[Coordinate labeling data]

┏━━

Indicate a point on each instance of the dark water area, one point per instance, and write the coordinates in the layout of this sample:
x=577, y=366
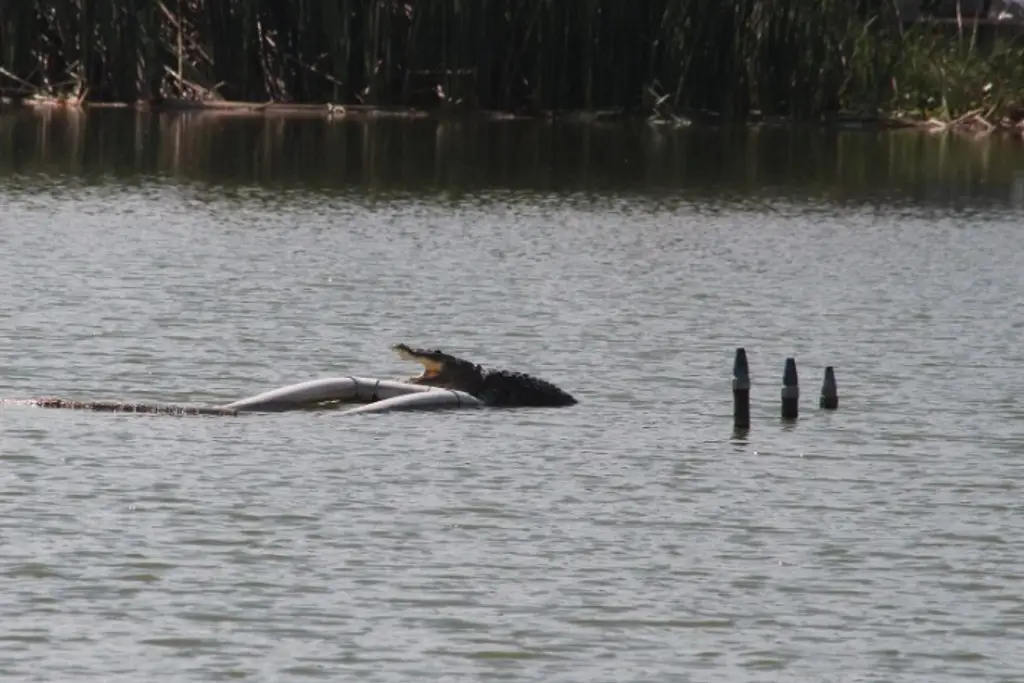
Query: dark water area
x=389, y=157
x=630, y=538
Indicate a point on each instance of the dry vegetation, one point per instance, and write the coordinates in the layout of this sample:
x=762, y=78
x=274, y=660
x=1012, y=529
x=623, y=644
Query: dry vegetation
x=672, y=59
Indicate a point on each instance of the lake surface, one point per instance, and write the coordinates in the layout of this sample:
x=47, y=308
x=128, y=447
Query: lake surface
x=631, y=538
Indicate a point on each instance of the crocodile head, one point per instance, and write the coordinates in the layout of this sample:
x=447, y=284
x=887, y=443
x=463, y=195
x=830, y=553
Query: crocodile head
x=442, y=370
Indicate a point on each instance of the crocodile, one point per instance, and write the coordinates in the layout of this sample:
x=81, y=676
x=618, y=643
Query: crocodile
x=500, y=388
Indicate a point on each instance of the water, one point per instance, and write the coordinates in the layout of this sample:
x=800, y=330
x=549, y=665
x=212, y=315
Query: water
x=631, y=538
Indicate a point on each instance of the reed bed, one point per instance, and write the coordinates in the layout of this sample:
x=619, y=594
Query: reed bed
x=791, y=58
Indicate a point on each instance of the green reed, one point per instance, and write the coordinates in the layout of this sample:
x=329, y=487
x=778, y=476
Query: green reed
x=799, y=58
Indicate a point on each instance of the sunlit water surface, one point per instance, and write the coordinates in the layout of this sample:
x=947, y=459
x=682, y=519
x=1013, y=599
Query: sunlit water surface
x=631, y=538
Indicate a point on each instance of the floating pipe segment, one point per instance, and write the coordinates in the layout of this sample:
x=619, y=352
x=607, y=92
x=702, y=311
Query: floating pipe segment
x=377, y=394
x=446, y=381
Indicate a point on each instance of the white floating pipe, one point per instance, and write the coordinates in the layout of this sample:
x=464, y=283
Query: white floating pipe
x=427, y=400
x=331, y=389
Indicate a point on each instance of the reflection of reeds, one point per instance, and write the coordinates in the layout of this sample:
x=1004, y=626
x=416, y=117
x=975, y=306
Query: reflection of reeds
x=414, y=156
x=796, y=58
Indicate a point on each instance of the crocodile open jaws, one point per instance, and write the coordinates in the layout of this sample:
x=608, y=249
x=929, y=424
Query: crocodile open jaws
x=499, y=388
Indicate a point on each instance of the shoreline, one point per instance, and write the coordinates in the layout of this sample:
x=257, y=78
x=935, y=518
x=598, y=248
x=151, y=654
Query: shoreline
x=973, y=124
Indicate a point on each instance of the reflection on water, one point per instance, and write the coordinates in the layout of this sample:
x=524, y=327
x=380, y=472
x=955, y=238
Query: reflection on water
x=429, y=156
x=628, y=539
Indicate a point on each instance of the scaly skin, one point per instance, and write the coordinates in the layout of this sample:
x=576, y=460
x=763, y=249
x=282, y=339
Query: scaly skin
x=501, y=388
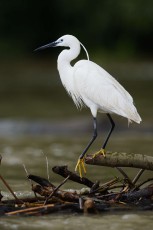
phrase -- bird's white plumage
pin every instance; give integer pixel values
(90, 85)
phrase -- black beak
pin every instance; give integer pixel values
(52, 44)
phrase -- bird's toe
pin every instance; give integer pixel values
(100, 152)
(80, 166)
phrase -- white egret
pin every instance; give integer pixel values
(90, 85)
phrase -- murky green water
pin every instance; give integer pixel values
(38, 120)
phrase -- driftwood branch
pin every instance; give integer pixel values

┗━━

◆ **SHORT PROBLEM**: Write out the part of the records that opens with the line containing "phrase -- black beak" and runs through the end of the records, repeating each line exactly.

◆ **RESULT**:
phrase -- black beak
pin every instance; give integer pixel values
(52, 44)
phrase -- bird's toe
pin every instance; give integer pixel values
(100, 152)
(80, 166)
phrase -- white egret
pin every instance; give integer pixel values
(90, 85)
phrase -- murky green water
pin every instance; give integer pixel values
(38, 120)
phrase -- driftwood branch
pin every instance; give integer pixel values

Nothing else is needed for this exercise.